• _Problem to solve_: Down to the last line, output the records below exactly.

START Material to process

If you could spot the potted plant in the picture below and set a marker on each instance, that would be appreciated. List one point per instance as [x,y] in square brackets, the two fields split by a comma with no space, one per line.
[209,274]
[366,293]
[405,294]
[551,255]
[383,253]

END Material to process

• _Result of the task_:
If you could spot the potted plant in the picture below and set a marker on each instance, that would be appreciated. List one point per instance as [x,y] in square brackets, the two fields split by a comma with no space, one per line.
[209,274]
[366,293]
[405,294]
[551,255]
[383,253]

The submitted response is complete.